Page text:
————

The request can't complete concurrently, thus put ref here is safe.

There used to be a commet here that I tried to explain it... It's fine
to me to move it behind anyway.

Thanks,
Kuai
Ming Lei Sept. 16, 2021, 1:55 p.m. UTC | #3
On Thu, Sep 16, 2021 at 09:10:37PM +0800, yukuai (C) wrote:
> On 2021/09/16 20:58, Ming Lei wrote:
> > On Thu, Sep 16, 2021 at 05:33:50PM +0800, Yu Kuai wrote:
> > > There is a problem that nbd_handle_reply() might access freed request:
> > > 
> > > 1) At first, a normal io is submitted and completed with scheduler:
> > > 
> > > internel_tag = blk_mq_get_tag -> get tag from sched_tags
> > >   blk_mq_rq_ctx_init
> > >    sched_tags->rq[internel_tag] = sched_tag->static_rq[internel_tag]
> > > ...
> > > blk_mq_get_driver_tag
> > >   __blk_mq_get_driver_tag -> get tag from tags
> > >   tags->rq[tag] = sched_tag->static_rq[internel_tag]
> > > 
> > > So, both tags->rq[tag] and sched_tags->rq[internel_tag] are pointing
> > > to the request: sched_tags->static_rq[internal_tag]. Even if the
> > > io is finished.

————

Extracted entries:
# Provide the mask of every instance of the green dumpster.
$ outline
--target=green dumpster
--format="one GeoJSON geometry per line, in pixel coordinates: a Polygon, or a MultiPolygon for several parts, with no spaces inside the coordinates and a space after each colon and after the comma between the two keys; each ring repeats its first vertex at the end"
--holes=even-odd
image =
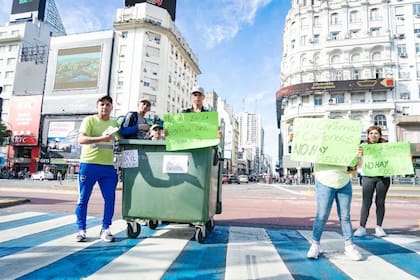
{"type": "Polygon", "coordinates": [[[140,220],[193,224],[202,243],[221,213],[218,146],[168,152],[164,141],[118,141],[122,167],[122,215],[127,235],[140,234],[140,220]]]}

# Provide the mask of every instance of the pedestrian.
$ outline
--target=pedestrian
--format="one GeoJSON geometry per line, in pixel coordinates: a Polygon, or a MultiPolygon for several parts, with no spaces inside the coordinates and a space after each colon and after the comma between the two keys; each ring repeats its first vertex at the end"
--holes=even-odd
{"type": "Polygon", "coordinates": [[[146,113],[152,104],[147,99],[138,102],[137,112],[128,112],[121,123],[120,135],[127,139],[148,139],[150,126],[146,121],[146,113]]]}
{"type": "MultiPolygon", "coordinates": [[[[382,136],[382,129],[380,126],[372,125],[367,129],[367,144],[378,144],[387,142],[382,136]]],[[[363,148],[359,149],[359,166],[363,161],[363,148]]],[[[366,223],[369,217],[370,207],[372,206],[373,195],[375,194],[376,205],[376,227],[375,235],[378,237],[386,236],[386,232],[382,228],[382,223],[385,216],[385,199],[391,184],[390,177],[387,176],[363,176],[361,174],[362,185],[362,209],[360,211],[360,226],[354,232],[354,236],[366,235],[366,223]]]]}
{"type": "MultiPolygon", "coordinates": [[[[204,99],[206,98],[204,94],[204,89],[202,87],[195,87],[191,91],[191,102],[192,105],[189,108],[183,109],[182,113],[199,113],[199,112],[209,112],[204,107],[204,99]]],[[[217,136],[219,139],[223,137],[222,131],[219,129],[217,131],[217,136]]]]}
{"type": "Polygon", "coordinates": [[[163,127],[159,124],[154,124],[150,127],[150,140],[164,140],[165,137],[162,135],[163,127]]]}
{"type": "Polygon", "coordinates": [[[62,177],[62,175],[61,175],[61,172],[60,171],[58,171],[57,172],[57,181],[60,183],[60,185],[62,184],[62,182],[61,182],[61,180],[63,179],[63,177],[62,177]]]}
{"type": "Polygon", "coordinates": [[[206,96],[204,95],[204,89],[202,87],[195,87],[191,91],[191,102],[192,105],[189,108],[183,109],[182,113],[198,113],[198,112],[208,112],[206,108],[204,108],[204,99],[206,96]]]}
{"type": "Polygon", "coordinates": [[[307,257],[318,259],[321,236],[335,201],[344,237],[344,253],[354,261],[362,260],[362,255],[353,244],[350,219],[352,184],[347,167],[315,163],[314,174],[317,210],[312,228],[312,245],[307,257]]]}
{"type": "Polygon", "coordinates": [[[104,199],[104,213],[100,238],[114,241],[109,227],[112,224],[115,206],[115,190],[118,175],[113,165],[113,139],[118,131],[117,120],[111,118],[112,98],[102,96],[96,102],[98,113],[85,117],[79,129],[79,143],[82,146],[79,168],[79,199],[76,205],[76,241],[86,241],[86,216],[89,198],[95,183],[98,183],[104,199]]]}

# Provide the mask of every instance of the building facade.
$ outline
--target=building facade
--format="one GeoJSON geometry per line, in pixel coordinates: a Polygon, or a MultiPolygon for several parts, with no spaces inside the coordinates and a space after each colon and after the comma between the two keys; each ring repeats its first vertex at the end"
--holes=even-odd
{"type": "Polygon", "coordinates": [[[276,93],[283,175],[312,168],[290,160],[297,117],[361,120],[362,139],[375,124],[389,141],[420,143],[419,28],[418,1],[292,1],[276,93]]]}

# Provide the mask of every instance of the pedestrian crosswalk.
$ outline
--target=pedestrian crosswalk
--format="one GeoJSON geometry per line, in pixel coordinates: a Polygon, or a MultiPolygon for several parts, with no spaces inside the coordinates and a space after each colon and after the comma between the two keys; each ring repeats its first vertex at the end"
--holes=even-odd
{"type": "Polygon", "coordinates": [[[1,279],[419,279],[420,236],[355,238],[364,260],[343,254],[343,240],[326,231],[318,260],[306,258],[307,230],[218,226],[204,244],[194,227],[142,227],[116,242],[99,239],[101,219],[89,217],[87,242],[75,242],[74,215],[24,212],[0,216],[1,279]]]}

————

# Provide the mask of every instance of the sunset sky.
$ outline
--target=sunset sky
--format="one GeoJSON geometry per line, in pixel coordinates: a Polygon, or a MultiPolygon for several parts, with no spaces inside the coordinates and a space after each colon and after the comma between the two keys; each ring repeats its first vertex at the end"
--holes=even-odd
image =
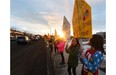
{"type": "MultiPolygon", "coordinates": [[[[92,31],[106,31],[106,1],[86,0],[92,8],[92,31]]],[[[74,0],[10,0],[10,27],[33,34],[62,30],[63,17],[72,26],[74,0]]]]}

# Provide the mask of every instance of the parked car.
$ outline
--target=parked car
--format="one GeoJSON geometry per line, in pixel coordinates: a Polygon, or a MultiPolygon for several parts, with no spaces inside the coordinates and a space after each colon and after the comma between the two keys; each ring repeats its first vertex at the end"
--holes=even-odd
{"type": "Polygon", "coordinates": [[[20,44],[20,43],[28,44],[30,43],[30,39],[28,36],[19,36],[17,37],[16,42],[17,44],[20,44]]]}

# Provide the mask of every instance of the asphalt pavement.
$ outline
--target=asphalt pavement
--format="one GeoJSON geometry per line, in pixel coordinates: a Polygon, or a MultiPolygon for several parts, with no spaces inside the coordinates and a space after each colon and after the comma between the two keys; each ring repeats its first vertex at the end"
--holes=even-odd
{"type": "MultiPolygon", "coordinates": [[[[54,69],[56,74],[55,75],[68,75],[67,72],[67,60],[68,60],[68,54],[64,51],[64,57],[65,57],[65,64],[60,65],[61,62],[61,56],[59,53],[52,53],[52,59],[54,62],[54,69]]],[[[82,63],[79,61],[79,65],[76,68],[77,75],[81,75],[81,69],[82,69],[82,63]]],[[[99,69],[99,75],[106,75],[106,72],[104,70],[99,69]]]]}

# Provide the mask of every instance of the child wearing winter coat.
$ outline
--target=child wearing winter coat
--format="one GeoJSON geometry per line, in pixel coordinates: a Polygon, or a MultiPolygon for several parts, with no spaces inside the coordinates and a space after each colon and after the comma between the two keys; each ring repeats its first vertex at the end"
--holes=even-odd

————

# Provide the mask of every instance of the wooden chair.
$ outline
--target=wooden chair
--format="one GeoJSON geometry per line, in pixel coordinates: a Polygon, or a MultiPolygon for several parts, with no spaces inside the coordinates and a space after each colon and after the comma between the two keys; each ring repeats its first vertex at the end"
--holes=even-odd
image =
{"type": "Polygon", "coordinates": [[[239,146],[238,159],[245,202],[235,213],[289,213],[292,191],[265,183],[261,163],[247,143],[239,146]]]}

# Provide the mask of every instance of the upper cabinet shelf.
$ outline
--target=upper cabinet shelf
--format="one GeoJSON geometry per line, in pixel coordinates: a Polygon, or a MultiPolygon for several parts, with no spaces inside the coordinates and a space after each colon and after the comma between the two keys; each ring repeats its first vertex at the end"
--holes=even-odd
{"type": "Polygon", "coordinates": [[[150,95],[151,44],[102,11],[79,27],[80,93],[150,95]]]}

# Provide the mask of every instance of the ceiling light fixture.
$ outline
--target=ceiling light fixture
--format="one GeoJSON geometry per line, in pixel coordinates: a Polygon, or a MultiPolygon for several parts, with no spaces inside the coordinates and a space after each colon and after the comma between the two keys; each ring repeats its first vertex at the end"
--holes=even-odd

————

Work required: In the page text, which request do both tags->rq[tag] and sched_tags->rq[internel_tag] point to, even after the io is finished?

Answer to the exercise: Both point to sched_tags->static_rq[internal_tag].